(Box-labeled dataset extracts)
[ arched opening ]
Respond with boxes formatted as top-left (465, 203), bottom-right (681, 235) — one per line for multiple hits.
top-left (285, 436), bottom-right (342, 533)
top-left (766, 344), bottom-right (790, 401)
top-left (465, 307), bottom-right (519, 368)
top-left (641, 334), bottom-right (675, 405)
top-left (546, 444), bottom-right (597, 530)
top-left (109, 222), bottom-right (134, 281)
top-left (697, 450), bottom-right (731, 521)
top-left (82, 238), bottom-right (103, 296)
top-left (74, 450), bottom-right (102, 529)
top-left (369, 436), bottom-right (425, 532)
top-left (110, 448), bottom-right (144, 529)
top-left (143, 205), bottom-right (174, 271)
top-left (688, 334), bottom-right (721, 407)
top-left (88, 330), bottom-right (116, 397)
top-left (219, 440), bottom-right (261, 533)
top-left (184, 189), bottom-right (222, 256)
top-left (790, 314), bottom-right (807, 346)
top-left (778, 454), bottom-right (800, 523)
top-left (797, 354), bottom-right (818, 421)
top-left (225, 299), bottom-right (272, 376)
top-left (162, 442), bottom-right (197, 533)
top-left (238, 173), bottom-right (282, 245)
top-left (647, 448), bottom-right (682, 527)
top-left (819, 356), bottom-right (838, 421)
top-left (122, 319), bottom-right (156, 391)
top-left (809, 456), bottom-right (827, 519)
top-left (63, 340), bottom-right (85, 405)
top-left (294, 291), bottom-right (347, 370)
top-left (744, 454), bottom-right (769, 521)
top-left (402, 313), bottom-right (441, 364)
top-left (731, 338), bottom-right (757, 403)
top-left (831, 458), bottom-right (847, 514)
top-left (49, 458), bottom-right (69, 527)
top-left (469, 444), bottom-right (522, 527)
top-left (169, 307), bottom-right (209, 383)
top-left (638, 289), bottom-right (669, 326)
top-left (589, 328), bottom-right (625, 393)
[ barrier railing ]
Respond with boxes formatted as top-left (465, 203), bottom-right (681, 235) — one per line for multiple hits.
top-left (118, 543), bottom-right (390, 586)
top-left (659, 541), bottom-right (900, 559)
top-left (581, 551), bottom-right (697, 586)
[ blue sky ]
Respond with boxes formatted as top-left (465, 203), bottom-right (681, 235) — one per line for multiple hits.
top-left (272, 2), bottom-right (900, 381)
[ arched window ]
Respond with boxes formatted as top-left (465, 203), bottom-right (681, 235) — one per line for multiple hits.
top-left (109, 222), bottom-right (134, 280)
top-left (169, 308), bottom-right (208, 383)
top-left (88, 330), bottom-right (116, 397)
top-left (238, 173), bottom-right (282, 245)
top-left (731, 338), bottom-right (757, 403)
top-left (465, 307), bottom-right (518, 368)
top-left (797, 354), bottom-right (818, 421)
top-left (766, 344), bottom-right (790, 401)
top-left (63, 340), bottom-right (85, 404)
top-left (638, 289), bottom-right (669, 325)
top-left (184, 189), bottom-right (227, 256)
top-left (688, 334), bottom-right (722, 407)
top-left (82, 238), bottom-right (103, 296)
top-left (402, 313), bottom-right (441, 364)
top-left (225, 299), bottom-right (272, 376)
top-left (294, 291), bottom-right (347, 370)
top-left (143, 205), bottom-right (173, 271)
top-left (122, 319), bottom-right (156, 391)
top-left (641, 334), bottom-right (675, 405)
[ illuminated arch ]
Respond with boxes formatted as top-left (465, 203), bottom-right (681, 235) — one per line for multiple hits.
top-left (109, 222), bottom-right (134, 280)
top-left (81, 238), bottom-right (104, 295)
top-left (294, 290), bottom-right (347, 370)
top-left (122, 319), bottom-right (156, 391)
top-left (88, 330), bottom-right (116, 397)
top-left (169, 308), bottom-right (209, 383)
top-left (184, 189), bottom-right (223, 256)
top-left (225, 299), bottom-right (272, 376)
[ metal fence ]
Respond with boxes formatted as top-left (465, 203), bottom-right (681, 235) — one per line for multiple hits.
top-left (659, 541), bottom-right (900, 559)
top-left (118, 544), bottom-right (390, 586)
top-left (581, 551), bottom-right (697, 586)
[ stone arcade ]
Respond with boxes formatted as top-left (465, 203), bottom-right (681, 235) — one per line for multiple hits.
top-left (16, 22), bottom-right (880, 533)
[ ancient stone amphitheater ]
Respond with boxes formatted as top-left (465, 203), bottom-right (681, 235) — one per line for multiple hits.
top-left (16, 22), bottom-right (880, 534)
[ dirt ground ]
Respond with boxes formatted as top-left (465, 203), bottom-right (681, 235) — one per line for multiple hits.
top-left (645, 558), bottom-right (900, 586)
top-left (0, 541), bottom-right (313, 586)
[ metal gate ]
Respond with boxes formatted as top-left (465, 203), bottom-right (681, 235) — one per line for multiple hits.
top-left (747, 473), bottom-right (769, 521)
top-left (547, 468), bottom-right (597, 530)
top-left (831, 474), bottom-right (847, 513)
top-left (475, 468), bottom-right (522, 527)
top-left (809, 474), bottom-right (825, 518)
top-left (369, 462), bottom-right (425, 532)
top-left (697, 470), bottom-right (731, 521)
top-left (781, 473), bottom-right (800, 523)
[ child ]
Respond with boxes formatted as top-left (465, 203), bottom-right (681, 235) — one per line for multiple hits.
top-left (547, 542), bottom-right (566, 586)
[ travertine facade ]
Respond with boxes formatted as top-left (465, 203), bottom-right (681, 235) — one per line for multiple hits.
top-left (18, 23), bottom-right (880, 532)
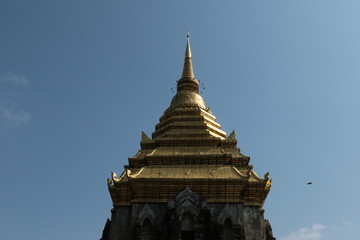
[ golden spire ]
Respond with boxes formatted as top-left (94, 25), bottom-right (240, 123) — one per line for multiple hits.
top-left (181, 32), bottom-right (194, 78)
top-left (177, 32), bottom-right (199, 93)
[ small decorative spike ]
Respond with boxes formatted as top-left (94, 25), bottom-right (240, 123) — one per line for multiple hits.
top-left (141, 132), bottom-right (151, 143)
top-left (226, 130), bottom-right (236, 141)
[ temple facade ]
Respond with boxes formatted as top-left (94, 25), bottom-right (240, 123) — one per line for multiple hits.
top-left (101, 36), bottom-right (275, 240)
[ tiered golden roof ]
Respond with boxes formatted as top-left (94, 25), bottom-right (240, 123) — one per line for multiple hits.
top-left (108, 35), bottom-right (271, 207)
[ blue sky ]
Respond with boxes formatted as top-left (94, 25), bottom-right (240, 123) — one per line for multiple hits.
top-left (0, 0), bottom-right (360, 240)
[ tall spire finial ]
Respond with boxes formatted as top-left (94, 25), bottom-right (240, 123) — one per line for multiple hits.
top-left (181, 31), bottom-right (194, 78)
top-left (177, 31), bottom-right (199, 93)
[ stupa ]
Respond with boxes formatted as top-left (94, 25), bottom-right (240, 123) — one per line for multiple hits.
top-left (101, 35), bottom-right (275, 240)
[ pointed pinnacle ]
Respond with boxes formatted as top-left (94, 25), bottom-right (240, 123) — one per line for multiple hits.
top-left (181, 33), bottom-right (194, 78)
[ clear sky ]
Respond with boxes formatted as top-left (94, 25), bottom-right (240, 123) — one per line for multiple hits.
top-left (0, 0), bottom-right (360, 240)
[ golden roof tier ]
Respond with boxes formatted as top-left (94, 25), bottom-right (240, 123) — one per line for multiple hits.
top-left (108, 35), bottom-right (271, 207)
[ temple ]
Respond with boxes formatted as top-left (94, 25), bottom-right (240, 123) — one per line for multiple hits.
top-left (101, 35), bottom-right (275, 240)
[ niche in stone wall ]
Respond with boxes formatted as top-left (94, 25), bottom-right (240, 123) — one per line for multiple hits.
top-left (181, 213), bottom-right (195, 240)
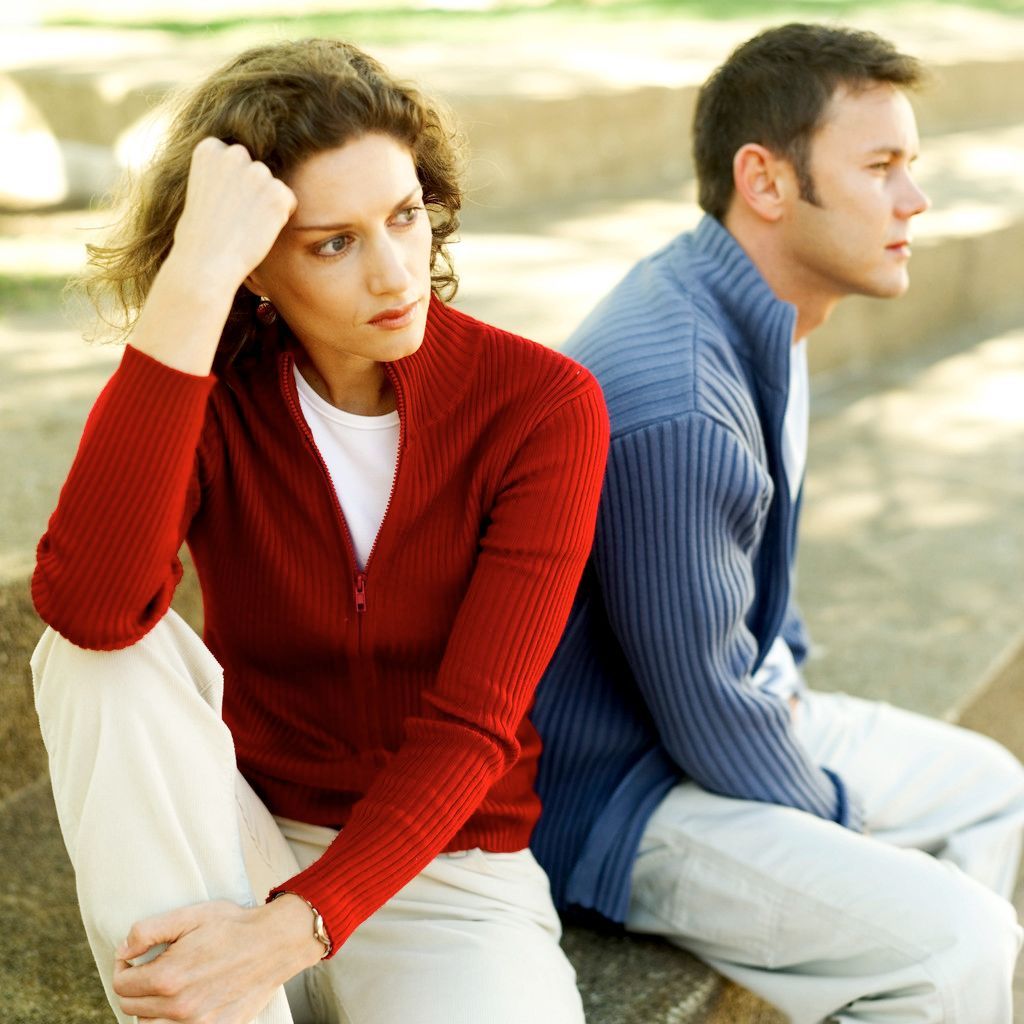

▶ **Instructions for the task**
Swap "Respond with" for "Reply with" throughout all the entries above and give them again with nothing else changed. Leave the pictures out of your answer.

▶ **Answer for this exercise**
[ arched opening ]
Reply with boxes formatted as top-left (465, 203), bottom-right (681, 235) — one per line for multiple hits.
top-left (285, 436), bottom-right (342, 533)
top-left (766, 344), bottom-right (790, 401)
top-left (465, 307), bottom-right (519, 368)
top-left (641, 334), bottom-right (675, 405)
top-left (546, 444), bottom-right (597, 530)
top-left (109, 222), bottom-right (134, 281)
top-left (697, 450), bottom-right (731, 521)
top-left (82, 238), bottom-right (103, 296)
top-left (74, 450), bottom-right (102, 529)
top-left (369, 436), bottom-right (425, 532)
top-left (110, 448), bottom-right (144, 529)
top-left (143, 205), bottom-right (174, 271)
top-left (688, 334), bottom-right (721, 407)
top-left (88, 330), bottom-right (116, 397)
top-left (219, 440), bottom-right (261, 533)
top-left (184, 189), bottom-right (222, 256)
top-left (790, 314), bottom-right (807, 346)
top-left (778, 454), bottom-right (800, 523)
top-left (797, 354), bottom-right (818, 421)
top-left (225, 299), bottom-right (272, 376)
top-left (162, 442), bottom-right (197, 533)
top-left (238, 173), bottom-right (282, 245)
top-left (647, 448), bottom-right (682, 527)
top-left (819, 356), bottom-right (838, 421)
top-left (122, 319), bottom-right (156, 391)
top-left (809, 456), bottom-right (827, 519)
top-left (63, 340), bottom-right (85, 405)
top-left (294, 291), bottom-right (347, 370)
top-left (744, 454), bottom-right (769, 521)
top-left (402, 313), bottom-right (441, 364)
top-left (731, 338), bottom-right (757, 403)
top-left (831, 458), bottom-right (847, 514)
top-left (49, 458), bottom-right (69, 527)
top-left (469, 444), bottom-right (522, 527)
top-left (169, 307), bottom-right (209, 383)
top-left (638, 289), bottom-right (669, 326)
top-left (589, 328), bottom-right (625, 393)
[ barrier railing ]
Reply with boxes formatted as top-left (465, 203), bottom-right (681, 235) — one per line for multiple hits.
top-left (118, 543), bottom-right (390, 586)
top-left (659, 541), bottom-right (900, 559)
top-left (581, 551), bottom-right (697, 586)
[ blue sky ]
Reply with boxes formatted as top-left (465, 203), bottom-right (681, 235) — one per line for multiple hits.
top-left (272, 2), bottom-right (900, 381)
[ arched window ]
Reply with boxes formatted as top-left (465, 203), bottom-right (681, 235) — one per line for multiple hits.
top-left (109, 222), bottom-right (134, 280)
top-left (169, 308), bottom-right (208, 383)
top-left (88, 330), bottom-right (116, 397)
top-left (238, 173), bottom-right (282, 245)
top-left (731, 338), bottom-right (757, 403)
top-left (465, 307), bottom-right (518, 368)
top-left (797, 354), bottom-right (818, 421)
top-left (766, 344), bottom-right (790, 401)
top-left (63, 340), bottom-right (85, 404)
top-left (638, 289), bottom-right (669, 325)
top-left (184, 189), bottom-right (227, 256)
top-left (688, 334), bottom-right (722, 407)
top-left (82, 238), bottom-right (103, 296)
top-left (402, 313), bottom-right (441, 364)
top-left (225, 299), bottom-right (272, 376)
top-left (294, 291), bottom-right (347, 370)
top-left (143, 205), bottom-right (173, 271)
top-left (122, 319), bottom-right (156, 391)
top-left (641, 334), bottom-right (675, 405)
[ illuminated arch ]
Reply with boxes formatted as top-left (465, 203), bottom-right (681, 235) — one per line for multiple hits.
top-left (109, 222), bottom-right (134, 280)
top-left (81, 238), bottom-right (104, 295)
top-left (294, 290), bottom-right (347, 370)
top-left (122, 319), bottom-right (156, 391)
top-left (88, 330), bottom-right (116, 397)
top-left (169, 308), bottom-right (209, 383)
top-left (184, 189), bottom-right (223, 256)
top-left (225, 299), bottom-right (272, 376)
[ metal fence ]
Reply with boxes formatted as top-left (465, 203), bottom-right (681, 235) — one per line for multiple hits.
top-left (659, 541), bottom-right (900, 559)
top-left (118, 544), bottom-right (390, 586)
top-left (581, 551), bottom-right (697, 586)
[ stone arcade ]
Reply with boxes formatted as top-left (465, 203), bottom-right (681, 235) — one per line for multiple hits.
top-left (16, 22), bottom-right (880, 533)
[ ancient stone amphitheater ]
Reply with boxes formatted as top-left (465, 203), bottom-right (681, 235) — one per line for multiple hits.
top-left (16, 22), bottom-right (880, 534)
[ dirt ground ]
Reply with boxes formatted as top-left (465, 203), bottom-right (681, 235) — one per line for multiple hits.
top-left (645, 558), bottom-right (900, 586)
top-left (0, 541), bottom-right (313, 586)
[ metal gate ]
Reply with boxes formatted as top-left (465, 203), bottom-right (681, 235) — one per line for multiple hits.
top-left (747, 473), bottom-right (769, 521)
top-left (547, 468), bottom-right (597, 530)
top-left (831, 474), bottom-right (847, 513)
top-left (475, 468), bottom-right (522, 527)
top-left (809, 474), bottom-right (825, 518)
top-left (369, 462), bottom-right (425, 532)
top-left (697, 470), bottom-right (731, 521)
top-left (781, 473), bottom-right (800, 523)
[ child ]
Reply with boxes formatted as top-left (465, 203), bottom-right (681, 235) — one per line for multiple hits.
top-left (547, 542), bottom-right (566, 586)
[ travertine facade ]
Reply with boxes formatted as top-left (465, 203), bottom-right (681, 235) — one per line for multiple hits.
top-left (18, 23), bottom-right (880, 532)
[ golden spire ]
Reply with boxes formatted as top-left (94, 25), bottom-right (240, 123) — one per line for multiple hits.
top-left (181, 32), bottom-right (194, 78)
top-left (177, 32), bottom-right (199, 93)
[ small decorative spike ]
Reply with boxes formatted as top-left (94, 25), bottom-right (240, 123) — one per line for multiple hits.
top-left (141, 132), bottom-right (151, 143)
top-left (226, 130), bottom-right (236, 141)
[ temple facade ]
Reply with boxes formatted as top-left (94, 25), bottom-right (240, 123) — one per line for multiple hits.
top-left (101, 36), bottom-right (275, 240)
[ tiered golden roof ]
Reply with boxes formatted as top-left (94, 25), bottom-right (240, 123) — one per line for multiple hits.
top-left (108, 35), bottom-right (271, 207)
[ blue sky ]
Reply with boxes formatted as top-left (94, 25), bottom-right (240, 123) — one per line for multiple hits.
top-left (0, 0), bottom-right (360, 240)
[ tall spire finial ]
Reply with boxes formatted as top-left (94, 25), bottom-right (240, 123) — one per line for multiple hits.
top-left (181, 31), bottom-right (194, 78)
top-left (177, 31), bottom-right (199, 93)
[ stupa ]
Reply with boxes formatted as top-left (94, 25), bottom-right (240, 123) — one per line for multiple hits.
top-left (101, 35), bottom-right (275, 240)
[ pointed pinnacle ]
Reply with boxes formatted as top-left (94, 25), bottom-right (240, 123) — one per line for multiple hits.
top-left (181, 33), bottom-right (194, 78)
[ clear sky ]
Reply with boxes formatted as top-left (94, 25), bottom-right (240, 123) — one per line for multiple hits.
top-left (0, 0), bottom-right (360, 240)
[ golden roof tier ]
Reply with boxes formatted as top-left (94, 25), bottom-right (240, 123) — one per line for multiple hits.
top-left (108, 35), bottom-right (271, 207)
[ temple ]
Reply with boxes formatted as top-left (94, 25), bottom-right (240, 123) — one per line for multiple hits.
top-left (101, 35), bottom-right (275, 240)
[ niche in stone wall ]
Reply with boxes formatted as top-left (94, 25), bottom-right (240, 123) — one per line for multiple hits.
top-left (181, 213), bottom-right (195, 240)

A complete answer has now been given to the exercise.